» **Task statement**:
Each line from the one containing "Reviewer note. Check that every instance of the dog's hind" to the end of the records should be copied exactly, and no other line.

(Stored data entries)
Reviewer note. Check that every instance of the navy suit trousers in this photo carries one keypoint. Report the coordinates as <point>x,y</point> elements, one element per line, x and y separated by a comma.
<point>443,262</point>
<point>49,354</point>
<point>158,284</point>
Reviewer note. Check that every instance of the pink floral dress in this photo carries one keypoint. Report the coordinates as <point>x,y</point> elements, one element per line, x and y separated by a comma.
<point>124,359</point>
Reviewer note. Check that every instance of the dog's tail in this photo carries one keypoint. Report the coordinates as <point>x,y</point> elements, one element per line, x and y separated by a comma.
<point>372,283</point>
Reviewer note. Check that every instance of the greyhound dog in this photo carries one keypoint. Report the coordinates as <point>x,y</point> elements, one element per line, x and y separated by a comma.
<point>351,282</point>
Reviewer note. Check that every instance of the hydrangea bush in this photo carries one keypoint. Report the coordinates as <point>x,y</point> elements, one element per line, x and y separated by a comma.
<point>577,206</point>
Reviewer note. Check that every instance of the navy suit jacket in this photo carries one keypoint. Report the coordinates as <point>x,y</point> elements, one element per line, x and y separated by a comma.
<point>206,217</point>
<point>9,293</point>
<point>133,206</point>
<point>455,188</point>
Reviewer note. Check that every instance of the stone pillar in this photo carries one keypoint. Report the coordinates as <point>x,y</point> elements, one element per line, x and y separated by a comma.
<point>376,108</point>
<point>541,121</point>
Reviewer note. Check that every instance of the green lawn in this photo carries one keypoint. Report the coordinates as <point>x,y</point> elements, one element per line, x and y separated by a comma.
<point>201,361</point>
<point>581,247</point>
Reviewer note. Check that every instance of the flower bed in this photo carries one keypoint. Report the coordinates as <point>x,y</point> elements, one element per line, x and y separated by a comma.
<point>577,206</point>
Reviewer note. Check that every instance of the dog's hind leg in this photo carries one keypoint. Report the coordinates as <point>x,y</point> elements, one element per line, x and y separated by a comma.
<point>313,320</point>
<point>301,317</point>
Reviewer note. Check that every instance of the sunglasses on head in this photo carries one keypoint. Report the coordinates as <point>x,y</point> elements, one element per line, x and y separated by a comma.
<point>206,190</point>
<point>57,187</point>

» **Result of the task**:
Reviewer note. Check that every instance of the dog's hind leg in this photo carries one keypoint. Report the coordinates as <point>x,y</point> elements, one element per line, x and y separated by a comma.
<point>313,320</point>
<point>301,317</point>
Reviewer note. Check that every instance of the sunglasses on head in this photo carries one keypoint. Report the coordinates as <point>x,y</point> elements, one element per line, x and y separated by a comma.
<point>206,190</point>
<point>57,187</point>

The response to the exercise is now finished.